Task requirements =
- a) In the text on crude oil prices, what price per barrel did oil briefly reach in futures markets in the Summer of 2008?
- b) Name every bank that the text on crude oil prices mentions.
- c) Carry the text on crude oil prices onward from its final sentence.

*** Extract provided ***

Since around October last
year, the price of crude oil on world futures markets has exploded.
Different people have different explanations. The most common one is
the belief in financial markets that a war between either Israel and
Iran or the USA and Iran or all three is imminent. Another camp argues
that the price is rising unavoidably because the world has passed what
they call “Peak Oil”—the point on an imaginary Gaussian Bell Curve at
which half of all world known oil reserves have been depleted and the
remaining oil will decline in quantity at an accelerating pace with
Both the war danger and peak oil explanations are off base. As in the
astronomic price run-up in the Summer of 2008 when oil in futures markets
briefly hit $147 a barrel, oil today is rising because of the speculative
pressure on oil futures markets from hedge funds and major banks such
as Citigroup, JP Morgan Chase and most notably, Goldman Sachs, the bank
always present when there are big bucks to be won for little effort
betting on a sure thing. They’re getting a generous assist from
the US Government agency entrusted with regulating financial derivatives,
the Commodity Futures Trading Corporation (CFTC).

*** Data block ***

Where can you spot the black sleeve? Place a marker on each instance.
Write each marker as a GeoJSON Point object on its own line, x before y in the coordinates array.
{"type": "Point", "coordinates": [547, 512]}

***

Answers to the exercises =
- a) $147 a barrel

- b) Citigroup, JP Morgan Chase, Goldman Sachs

- c)
Since the beginning of October 2011, some six months ago, the price
of Brent Crude Oil Futures on the ICE Futures exchange has risen from
just below $100 a barrel to over $126 per barrel, a rise of more than
25%. Back in 2009 oil was $30.
Yet demand for crude oil worldwide is not rising, but rather is
declining in the same period. The International Energy Agency
(IEA) reports that the world oil supply rose by 1.3 million barrels
a day in the last three months of 2011 while world demand increased
by just over half that during that same time period.Gasoline usage is
down in the US by 8%, Europe by 22% and even in China. Recession across
much of the European Union, a deepening recession/depression in the
United States and slowdown in Japan have reduced global oil demand while
new discoveries are coming online daily and countries like Iraq are
increasing supply after years of war. A brief spike in China’s oil purchases
in January and February had to do with a decision last December to build
their Strategic Petroleum Reserve and is expected to return to more
normal import levels by the end of this month.
Why then the huge spike in oil prices?
Playing With 'Paper Oil'
A brief look at how today’s “paper oil” markets function is useful.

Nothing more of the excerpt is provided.